■ Source:
^^^^
Distribution by language¶

In [14]:
fig = px.sunburst(country, 
                  path=['Cluster','Country'], 
                  values='Mean_Popularity',
                  color='Mean_Popularity', 
                  color_continuous_scale=px.colors.sequential.Rainbow,
                  width = 600,
                  height = 800,
                  title= 'Distribution by language'
                 )
fig.show()

Mean popularity in each country for language cluster¶

In [15]:
country_en = country[country.Cluster == 'english speaking and nordic'].sort_values(ascending=False, by = 'Mean_Popularity')
country_spanish = country[country.Cluster == 'spanish speaking'].sort_values(ascending=False, by = 'Mean_Popularity')
country_portuguese = country[country.Cluster == 'southern europe and portuguese heritage'].sort_values(ascending=False, by = 'Mean_Popularity')
^^^^
■ Data supplied:
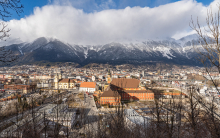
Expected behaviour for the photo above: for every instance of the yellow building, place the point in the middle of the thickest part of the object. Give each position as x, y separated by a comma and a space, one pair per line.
60, 83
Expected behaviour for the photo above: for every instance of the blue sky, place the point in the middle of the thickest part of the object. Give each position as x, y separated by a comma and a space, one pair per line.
89, 6
106, 21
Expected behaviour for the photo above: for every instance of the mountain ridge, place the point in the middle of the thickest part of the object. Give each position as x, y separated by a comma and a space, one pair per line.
160, 50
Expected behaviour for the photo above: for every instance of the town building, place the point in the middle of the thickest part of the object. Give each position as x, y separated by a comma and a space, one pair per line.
60, 83
88, 87
123, 89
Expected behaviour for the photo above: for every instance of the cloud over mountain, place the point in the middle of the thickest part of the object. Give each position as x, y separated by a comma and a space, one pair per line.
75, 26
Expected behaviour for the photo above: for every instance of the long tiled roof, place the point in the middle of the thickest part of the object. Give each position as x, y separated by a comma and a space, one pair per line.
125, 83
88, 84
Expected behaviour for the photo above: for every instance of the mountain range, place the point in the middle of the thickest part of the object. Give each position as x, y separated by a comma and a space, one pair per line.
158, 50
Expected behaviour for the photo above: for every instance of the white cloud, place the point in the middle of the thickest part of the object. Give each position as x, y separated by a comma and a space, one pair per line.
77, 27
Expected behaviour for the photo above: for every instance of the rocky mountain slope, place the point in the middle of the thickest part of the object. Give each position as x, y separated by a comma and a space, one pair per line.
159, 50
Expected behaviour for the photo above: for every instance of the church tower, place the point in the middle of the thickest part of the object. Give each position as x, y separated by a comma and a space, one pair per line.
109, 79
60, 76
56, 80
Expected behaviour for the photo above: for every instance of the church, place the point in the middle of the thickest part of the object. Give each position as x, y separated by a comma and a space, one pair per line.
60, 83
122, 89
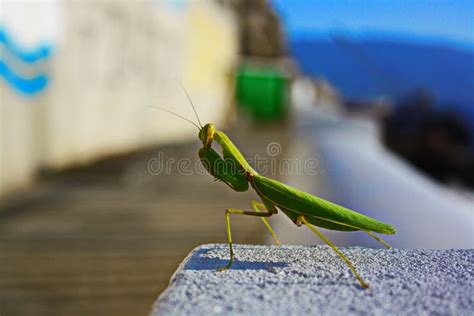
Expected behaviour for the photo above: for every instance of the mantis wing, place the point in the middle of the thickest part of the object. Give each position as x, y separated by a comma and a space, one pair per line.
321, 212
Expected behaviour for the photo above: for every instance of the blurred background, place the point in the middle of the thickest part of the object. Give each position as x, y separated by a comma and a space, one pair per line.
367, 103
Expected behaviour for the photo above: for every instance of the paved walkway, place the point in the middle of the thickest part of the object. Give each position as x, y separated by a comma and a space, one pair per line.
105, 239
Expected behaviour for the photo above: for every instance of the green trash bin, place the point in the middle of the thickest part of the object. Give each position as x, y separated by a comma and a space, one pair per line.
262, 92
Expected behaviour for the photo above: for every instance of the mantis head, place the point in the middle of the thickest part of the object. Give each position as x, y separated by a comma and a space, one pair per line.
206, 134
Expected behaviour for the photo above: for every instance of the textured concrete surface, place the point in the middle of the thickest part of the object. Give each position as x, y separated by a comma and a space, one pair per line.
300, 280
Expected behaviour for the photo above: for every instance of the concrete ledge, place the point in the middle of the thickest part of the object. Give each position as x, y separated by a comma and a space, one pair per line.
269, 280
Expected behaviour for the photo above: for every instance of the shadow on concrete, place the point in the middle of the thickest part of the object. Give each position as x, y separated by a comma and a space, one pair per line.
200, 262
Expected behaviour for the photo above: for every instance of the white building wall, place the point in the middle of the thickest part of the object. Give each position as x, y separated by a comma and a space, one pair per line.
112, 60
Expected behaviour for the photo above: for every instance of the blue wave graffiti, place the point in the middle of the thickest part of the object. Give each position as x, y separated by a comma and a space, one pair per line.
41, 52
30, 86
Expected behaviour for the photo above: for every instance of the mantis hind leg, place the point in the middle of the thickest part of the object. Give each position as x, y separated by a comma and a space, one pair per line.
257, 206
303, 220
229, 234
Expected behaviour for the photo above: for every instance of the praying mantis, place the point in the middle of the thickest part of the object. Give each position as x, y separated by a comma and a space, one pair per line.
301, 208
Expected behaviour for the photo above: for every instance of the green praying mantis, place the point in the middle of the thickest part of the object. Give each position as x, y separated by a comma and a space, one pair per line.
302, 208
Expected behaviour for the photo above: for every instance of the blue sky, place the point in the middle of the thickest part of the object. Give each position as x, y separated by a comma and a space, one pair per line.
437, 21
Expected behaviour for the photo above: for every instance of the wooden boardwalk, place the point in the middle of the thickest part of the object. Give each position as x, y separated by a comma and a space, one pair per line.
105, 239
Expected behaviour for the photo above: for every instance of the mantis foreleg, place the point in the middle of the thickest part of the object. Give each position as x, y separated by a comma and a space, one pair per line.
380, 240
303, 220
229, 234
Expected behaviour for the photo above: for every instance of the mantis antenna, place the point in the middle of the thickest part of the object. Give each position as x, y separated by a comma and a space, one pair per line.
192, 104
175, 114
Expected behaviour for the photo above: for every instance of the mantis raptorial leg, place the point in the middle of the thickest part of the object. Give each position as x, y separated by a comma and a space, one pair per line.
303, 220
380, 240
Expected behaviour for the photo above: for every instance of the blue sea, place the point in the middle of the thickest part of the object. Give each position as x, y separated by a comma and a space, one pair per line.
369, 68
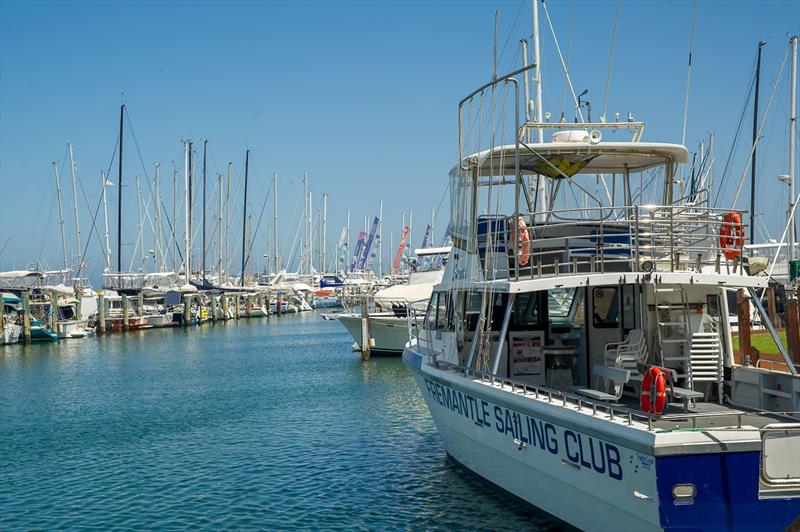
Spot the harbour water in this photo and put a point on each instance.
(256, 424)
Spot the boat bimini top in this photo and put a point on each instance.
(565, 158)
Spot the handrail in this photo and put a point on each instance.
(672, 238)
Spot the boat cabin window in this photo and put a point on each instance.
(526, 310)
(605, 311)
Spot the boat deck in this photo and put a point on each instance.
(701, 415)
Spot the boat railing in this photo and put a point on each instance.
(624, 414)
(639, 238)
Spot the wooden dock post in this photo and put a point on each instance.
(793, 328)
(101, 308)
(365, 333)
(745, 347)
(26, 317)
(125, 308)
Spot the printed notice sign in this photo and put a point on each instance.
(527, 357)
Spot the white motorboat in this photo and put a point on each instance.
(580, 358)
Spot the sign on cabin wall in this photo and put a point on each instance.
(527, 355)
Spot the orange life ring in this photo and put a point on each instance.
(655, 404)
(731, 235)
(523, 242)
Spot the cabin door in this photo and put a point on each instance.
(604, 320)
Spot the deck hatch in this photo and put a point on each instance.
(780, 460)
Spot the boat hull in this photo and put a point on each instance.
(389, 332)
(592, 476)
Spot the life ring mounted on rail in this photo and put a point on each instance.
(654, 404)
(523, 242)
(731, 235)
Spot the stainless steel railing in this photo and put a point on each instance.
(611, 239)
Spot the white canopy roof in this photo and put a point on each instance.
(577, 157)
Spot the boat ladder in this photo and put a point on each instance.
(672, 330)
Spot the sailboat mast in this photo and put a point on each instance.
(324, 229)
(119, 191)
(205, 150)
(219, 232)
(228, 215)
(187, 148)
(60, 215)
(107, 250)
(275, 220)
(380, 240)
(175, 218)
(244, 211)
(755, 142)
(792, 130)
(306, 216)
(141, 220)
(74, 168)
(157, 231)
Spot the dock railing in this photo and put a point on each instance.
(649, 238)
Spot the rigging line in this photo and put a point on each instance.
(563, 64)
(283, 246)
(736, 137)
(136, 143)
(569, 56)
(610, 57)
(688, 79)
(254, 236)
(760, 127)
(511, 31)
(92, 229)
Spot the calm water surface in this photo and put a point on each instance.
(261, 424)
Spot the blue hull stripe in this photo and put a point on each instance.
(727, 494)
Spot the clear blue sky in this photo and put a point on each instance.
(363, 94)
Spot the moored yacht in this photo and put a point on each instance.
(388, 327)
(578, 355)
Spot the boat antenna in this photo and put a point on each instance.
(755, 140)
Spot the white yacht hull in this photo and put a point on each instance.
(73, 329)
(389, 332)
(11, 333)
(540, 471)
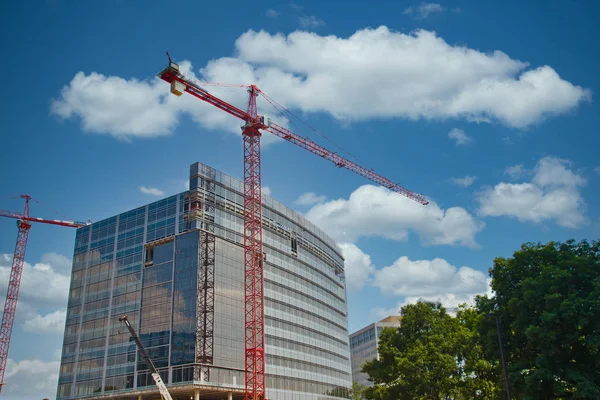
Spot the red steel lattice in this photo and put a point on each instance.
(12, 294)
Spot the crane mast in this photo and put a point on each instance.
(253, 256)
(162, 388)
(12, 294)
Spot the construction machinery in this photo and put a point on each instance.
(253, 252)
(162, 388)
(12, 294)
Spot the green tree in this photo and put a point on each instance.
(357, 391)
(431, 356)
(548, 300)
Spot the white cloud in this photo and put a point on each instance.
(310, 22)
(296, 6)
(272, 13)
(309, 199)
(31, 379)
(376, 211)
(459, 136)
(41, 275)
(429, 280)
(515, 171)
(450, 301)
(151, 191)
(50, 323)
(357, 266)
(118, 106)
(423, 10)
(553, 194)
(464, 181)
(413, 76)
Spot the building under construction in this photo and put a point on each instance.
(176, 269)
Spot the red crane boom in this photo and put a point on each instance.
(14, 282)
(253, 255)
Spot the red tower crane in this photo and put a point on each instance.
(253, 253)
(12, 294)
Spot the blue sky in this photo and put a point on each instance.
(486, 108)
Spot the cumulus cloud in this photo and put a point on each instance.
(428, 278)
(553, 194)
(515, 171)
(423, 10)
(459, 136)
(412, 76)
(40, 275)
(464, 181)
(450, 301)
(310, 22)
(357, 266)
(309, 199)
(376, 211)
(434, 280)
(272, 13)
(50, 323)
(31, 379)
(151, 191)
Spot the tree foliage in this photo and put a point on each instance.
(548, 300)
(357, 391)
(431, 356)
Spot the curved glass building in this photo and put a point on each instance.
(175, 267)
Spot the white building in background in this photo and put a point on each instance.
(364, 344)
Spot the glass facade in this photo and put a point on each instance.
(153, 264)
(364, 344)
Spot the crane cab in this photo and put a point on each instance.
^^^^
■ Given task 1:
Reproduce everything in the notebook excerpt from "Mean popularity in" down to "speaking'].sort_values(ascending=False, by = 'Mean_Popularity')".
■ Given task 2:
In the notebook excerpt, what height is set for the sunburst chart?

■ Full solution 1:
Mean popularity in each country for language cluster¶

In [15]:
country_en = country[country.Cluster == 'english speaking and nordic'].sort_values(ascending=False, by = 'Mean_Popularity')
country_spanish = country[country.Cluster == 'spanish speaking'].sort_values(ascending=False, by = 'Mean_Popularity')

■ Full solution 2:
800